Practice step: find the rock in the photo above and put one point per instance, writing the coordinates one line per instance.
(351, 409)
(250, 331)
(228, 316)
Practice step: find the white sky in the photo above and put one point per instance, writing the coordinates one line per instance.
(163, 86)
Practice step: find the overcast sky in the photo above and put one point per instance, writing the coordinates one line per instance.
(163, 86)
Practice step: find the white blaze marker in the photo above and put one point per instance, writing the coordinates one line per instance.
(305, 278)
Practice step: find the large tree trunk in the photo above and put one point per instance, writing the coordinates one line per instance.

▸ TASK DETAILS:
Could you return every record above exactly as written?

▸ RESPONSE BELOW:
Practice step: find the rock in the photo above and put one point per instance, writing the coordinates one line per instance.
(351, 409)
(250, 331)
(228, 316)
Practice step: find the white sky in the photo above and put one point per instance, writing the coordinates one line per instance.
(163, 86)
Practice step: find the overcast sky in the photo above and put one point per instance, writing the coordinates one line per instance.
(163, 86)
Practice step: find the white blaze marker in the photo above and put one point per instance, writing the coordinates one line per instance.
(305, 278)
Practice step: find the large tree trunk in the photo above and put one point per instance, writing the coordinates one line per instance.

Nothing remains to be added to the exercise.